**WHAT TO WORK ON**:
Return all of the lines below exactly as they are.

**GIVEN ENTRIES**:
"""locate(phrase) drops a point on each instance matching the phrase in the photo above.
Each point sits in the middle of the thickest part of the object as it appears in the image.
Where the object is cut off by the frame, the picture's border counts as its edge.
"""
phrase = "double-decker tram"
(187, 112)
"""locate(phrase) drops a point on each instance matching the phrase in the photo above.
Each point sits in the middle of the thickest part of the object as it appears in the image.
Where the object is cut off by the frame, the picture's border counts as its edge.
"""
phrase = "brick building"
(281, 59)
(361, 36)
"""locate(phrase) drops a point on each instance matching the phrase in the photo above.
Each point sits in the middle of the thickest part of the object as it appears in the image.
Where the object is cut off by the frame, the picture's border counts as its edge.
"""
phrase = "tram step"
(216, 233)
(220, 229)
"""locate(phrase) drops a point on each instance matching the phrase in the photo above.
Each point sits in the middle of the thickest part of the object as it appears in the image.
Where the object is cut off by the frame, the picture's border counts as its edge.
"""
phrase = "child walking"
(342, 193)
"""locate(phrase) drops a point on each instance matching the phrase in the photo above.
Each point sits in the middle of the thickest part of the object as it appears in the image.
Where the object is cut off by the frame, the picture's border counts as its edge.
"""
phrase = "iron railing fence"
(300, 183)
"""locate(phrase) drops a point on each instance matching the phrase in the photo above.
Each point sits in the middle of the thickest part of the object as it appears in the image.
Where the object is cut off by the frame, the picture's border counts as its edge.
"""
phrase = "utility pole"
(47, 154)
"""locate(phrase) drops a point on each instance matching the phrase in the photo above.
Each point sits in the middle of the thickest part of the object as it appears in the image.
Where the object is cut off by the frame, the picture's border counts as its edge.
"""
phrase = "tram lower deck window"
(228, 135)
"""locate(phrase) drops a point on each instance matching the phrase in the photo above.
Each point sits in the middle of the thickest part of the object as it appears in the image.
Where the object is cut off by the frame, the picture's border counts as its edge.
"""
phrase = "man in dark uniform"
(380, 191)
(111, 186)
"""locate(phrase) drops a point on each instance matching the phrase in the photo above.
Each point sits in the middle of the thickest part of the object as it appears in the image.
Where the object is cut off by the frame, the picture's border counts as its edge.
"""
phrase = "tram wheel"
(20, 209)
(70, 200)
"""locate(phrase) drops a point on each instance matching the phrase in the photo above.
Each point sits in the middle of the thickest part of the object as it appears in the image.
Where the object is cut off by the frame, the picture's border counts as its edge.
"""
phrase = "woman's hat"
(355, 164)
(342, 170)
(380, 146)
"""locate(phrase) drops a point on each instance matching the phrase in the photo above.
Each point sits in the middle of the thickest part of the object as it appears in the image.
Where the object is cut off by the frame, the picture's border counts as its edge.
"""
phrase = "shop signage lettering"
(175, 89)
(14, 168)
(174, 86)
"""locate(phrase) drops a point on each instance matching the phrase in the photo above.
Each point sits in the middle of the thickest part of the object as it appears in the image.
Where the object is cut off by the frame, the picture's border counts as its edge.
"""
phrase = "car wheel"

**TASK RESULT**:
"""locate(phrase) drops a point on each instance matching the phrase in the photo above.
Each point sits in the middle of the thickest part of the object as it appears in the image.
Where the object is cut off by the frame, the picture's border counts as its edge.
"""
phrase = "double-decker tram"
(187, 112)
"""locate(phrase) drops a point on each instance matching the phrase in the photo above.
Each point sits in the middle of the thickest part of the object as it appears in the image.
Where the object is cut off by the frame, the picture's border counts as its edge.
"""
phrase = "brick building"
(281, 59)
(361, 36)
"""locate(phrase) drops a point on each instance matching the phrase in the photo above.
Each point sits in the middle of the thickest part of the object as it appears in the image.
Where the object is cut off by the frame, the picture's border counts as its edge.
"""
phrase = "tram step"
(216, 233)
(220, 229)
"""locate(phrase) drops a point on each instance matching the phrase in the photo above.
Each point sits in the middle of the thickest part of the object as it appears in the image.
Where the object is cut off by the frame, the picture's border counts as its edge.
"""
phrase = "child walking"
(342, 193)
"""locate(phrase) drops a point on each instance matching the phrase in the photo above.
Each point sits in the middle of the thickest part of the object as it appears in the image.
Where the object is cut off by the frame, the picture's border counts as its edge.
"""
phrase = "iron railing fence"
(300, 183)
"""locate(phrase) drops a point on each instance matching the phrase in the photo above.
Each point sits in the middle of the thickest part of the object as it appears in the image.
Where the object is cut off by the frame, the picture's border counts as its edge.
"""
phrase = "utility pole"
(47, 154)
"""locate(phrase) drops a point on each instance matching the phrase in the photo above.
Each point sits in the middle of the thickest part of the object as it appears in the image.
Where the object is cut off by the frame, the picture's border counts as its edge.
"""
phrase = "tram lower deck window"
(228, 135)
"""locate(phrase) drops a point on each instance matching the phrase in the photo above.
Each point sits in the middle of the thickest part of the object as it appears in the image.
Where the object is cut off by the frame, the picture's border counts as its edge.
"""
phrase = "man in dark uniform"
(380, 191)
(111, 186)
"""locate(phrase) drops a point on each instance matching the phrase in the photo above.
Each point sits in the middle of the thickest part of the object as it appears in the image.
Where the object is cut off by the frame, the picture's border counts as its edge.
"""
phrase = "tram wheel"
(20, 209)
(70, 200)
"""locate(phrase) drops a point on each instance matching the phrase in the photo above.
Each point sits in the middle of the thickest part of the object as it appears in the image.
Where the object is cut off by the frame, the picture's border counts as its edge.
"""
phrase = "woman's hat"
(355, 164)
(342, 170)
(380, 146)
"""locate(phrase) drops a point on each instance matching the phrase in the photo above.
Each point sits in the middle of the thickest part of the object as it appears in the image.
Where the object is cut off by the frame, the picture's border counts as its edge.
"""
phrase = "shop signage lettering"
(175, 89)
(14, 168)
(174, 86)
"""locate(phrase) drops a point on each instance matching the phrase in the photo above.
Each point sits in the middle of the thickest part of the object as it appears in the image.
Where the object is cut off by the frame, the picture's border counts as its edge.
"""
phrase = "car wheel"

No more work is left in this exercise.